[Location identification items]
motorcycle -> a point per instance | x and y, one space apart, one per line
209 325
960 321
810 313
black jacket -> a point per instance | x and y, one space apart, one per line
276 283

DIRECTION -
Rewrite every line of the records above in full, and shift each answer coordinate by -117.

EXERCISE OUTPUT -
motorcycle -> a point per instance | x and y, one space apart, one per line
92 208
843 204
693 196
black jacket -> a point per instance | x and y, one space apart, one per line
159 166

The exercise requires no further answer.